> _Tasks and exercises_:
(1) Check each statement against the disk lock bug thread below: (a) When the importer fails, the disk on the source RHV provider stays locked. (b) Matthew had already fixed this exact case before. (c) The bug went to Matthew because he had fixed another lock case. Answer yes or no for each, quoting the words from the thread that decide it.
(2) Answer these questions from the disk lock bug thread below, one line each:
(a) Which version is given for the selected component?
(b) In the fix for 1924560, when were ImageIO disks locked?
(c) Which status is the bug to be moved to once the PR is merged?
(3) Extend the disk lock bug thread below, picking up after its final reply.

Description of problem: when the cdi importer fails, like in case of bug 1945121, the disk on the source RHV provider stays locked. Thus when the importer starts a retry, it fails on a disk lock, and that blocks the importer to actually try again to import (copy) the image. Version-Release number of selected component (if applicable): CNV-2.6.1
Fabien could you help me to assign this to the appropriate engineer on your team to be fixed in CDI for 4.8?
I've assigned to Matthew since he already fixed another lock case.
Matthew, did you already fix this case or is this a unique one?
No, I did not fix this case already. I fixed a similar thing in 1924560, where ImageIO disks were locked after a clean importer shutdown. This variant was caused by an importer error, and I'm sure there are more potential cases just like it.
Matthew, can this bug be moved to MODIFIED since the attached PR is merged?
Yes, I will move it over.

> _Records shown_:
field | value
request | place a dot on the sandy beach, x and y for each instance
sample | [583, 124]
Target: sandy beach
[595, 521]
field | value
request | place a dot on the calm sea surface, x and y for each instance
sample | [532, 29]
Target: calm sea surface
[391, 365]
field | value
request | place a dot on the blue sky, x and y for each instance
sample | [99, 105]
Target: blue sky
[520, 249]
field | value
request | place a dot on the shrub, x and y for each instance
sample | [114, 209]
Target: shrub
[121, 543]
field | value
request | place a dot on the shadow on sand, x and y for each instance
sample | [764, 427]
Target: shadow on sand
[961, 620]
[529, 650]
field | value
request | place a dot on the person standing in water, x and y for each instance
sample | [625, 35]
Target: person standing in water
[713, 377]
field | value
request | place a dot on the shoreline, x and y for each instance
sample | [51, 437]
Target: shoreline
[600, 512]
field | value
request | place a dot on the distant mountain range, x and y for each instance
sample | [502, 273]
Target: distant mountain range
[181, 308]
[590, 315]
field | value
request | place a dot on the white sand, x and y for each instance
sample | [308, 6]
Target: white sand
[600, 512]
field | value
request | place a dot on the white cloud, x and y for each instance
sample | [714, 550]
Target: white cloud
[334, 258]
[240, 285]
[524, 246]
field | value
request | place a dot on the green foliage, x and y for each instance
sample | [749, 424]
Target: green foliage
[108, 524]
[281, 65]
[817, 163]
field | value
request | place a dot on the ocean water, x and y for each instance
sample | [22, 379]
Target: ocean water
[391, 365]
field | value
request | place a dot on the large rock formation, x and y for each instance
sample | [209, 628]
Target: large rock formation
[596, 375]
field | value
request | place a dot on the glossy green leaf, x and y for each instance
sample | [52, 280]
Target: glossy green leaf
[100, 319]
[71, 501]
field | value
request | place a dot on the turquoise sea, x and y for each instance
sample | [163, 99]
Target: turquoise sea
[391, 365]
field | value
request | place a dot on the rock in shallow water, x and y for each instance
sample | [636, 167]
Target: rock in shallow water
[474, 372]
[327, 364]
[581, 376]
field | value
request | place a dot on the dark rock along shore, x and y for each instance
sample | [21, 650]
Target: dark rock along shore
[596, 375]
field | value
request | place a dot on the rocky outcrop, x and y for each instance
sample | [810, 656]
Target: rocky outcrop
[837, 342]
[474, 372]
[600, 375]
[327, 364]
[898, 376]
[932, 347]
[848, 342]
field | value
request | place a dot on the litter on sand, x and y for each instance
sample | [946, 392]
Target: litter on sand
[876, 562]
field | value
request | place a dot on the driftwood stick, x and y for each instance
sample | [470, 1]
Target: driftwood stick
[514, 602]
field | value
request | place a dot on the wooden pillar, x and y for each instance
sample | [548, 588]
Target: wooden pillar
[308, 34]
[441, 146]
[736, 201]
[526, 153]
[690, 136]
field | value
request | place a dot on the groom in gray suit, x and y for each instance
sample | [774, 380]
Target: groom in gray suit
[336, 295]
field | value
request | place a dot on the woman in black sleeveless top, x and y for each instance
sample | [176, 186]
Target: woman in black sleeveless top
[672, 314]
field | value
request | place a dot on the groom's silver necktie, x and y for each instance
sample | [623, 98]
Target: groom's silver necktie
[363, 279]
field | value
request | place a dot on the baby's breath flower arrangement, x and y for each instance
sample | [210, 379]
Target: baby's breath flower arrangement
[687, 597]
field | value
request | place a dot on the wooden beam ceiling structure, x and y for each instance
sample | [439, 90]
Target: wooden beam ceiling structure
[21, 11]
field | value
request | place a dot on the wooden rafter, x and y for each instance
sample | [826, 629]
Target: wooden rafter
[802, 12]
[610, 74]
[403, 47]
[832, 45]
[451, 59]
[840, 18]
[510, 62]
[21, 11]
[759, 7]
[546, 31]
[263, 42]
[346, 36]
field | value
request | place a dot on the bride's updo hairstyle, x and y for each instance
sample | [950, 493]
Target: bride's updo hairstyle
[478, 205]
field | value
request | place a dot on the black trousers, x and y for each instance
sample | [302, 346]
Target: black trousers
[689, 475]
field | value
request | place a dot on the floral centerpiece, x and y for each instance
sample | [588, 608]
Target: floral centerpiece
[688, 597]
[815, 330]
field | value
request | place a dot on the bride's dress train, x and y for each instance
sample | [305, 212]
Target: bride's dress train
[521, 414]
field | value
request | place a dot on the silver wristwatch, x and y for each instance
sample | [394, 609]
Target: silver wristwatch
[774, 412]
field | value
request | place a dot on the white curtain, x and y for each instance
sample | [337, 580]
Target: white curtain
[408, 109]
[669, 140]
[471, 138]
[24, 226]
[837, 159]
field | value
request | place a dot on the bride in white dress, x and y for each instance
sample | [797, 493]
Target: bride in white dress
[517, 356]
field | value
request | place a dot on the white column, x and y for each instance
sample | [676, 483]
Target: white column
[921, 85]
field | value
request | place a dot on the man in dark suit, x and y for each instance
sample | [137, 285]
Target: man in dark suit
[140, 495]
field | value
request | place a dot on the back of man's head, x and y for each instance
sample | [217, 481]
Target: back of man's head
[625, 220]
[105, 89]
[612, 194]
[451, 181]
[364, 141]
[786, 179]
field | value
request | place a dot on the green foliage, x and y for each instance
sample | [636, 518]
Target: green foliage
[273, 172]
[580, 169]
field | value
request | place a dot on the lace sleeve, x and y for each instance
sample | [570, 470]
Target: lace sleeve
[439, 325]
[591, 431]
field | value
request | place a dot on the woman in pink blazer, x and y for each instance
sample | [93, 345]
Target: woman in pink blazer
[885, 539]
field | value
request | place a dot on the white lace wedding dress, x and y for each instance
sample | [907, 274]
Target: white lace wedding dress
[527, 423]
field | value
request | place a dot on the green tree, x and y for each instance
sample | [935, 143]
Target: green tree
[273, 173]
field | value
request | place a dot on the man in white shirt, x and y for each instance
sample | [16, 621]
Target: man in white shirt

> _Task-by-task outputs_:
(1)
(a) Yes: "the disk on the source RHV provider stays locked"
(b) No: "No, I did not fix this case already."
(c) Yes: "I've assigned to Matthew since he already fixed another lock case."

(2)
(a) CNV-2.6.1
(b) After a clean importer shutdown
(c) MODIFIED

(3)
@Matthew, Can you please suggest verification steps as bug 1945121 is already fixed?
I have had luck triggering a failure in the same code path by removing the importer's copy of qemu-img. If you start an import from RHV, you can oc exec bash in the importer pod and delete or move /bin/qemu-img somewhere that the importer program can't find it. You should get a failure like this: 0622 13:18:42.213320 1 data-processor.go:232] , Couldn't start qemu-img: exec: "qemu-img": executable file not found in $PATH kubevirt.io/containerized-data-importer/pkg/image.(*qemuOperations).Info pkg/image/qemu.go:190 kubevirt.io/containerized-data-importer/pkg/importer.ResizeImage pkg/importer/data-processor.go:304 kubevirt.io/containerized-data-importer/pkg/importer.(*DataProcessor).resize pkg/importer/data-processor.go:272 kubevirt.io/containerized-data-importer/pkg/importer.(*DataProcessor).ProcessDataWithPause pkg/importer/data-processor.go:224 kubevirt.io/containerized-data-importer/pkg/importer.(*DataProcessor).ProcessData pkg/importer/data-processor.go:169 main.main cmd/cdi-importer/importer.go:189 runtime.main GOROOT/src/runtime/proc.go:203 runtime.goexit GOROOT/src/runtime/asm_amd64.s:1373 Resize of image failed ...but the image should not stay locked in RHV.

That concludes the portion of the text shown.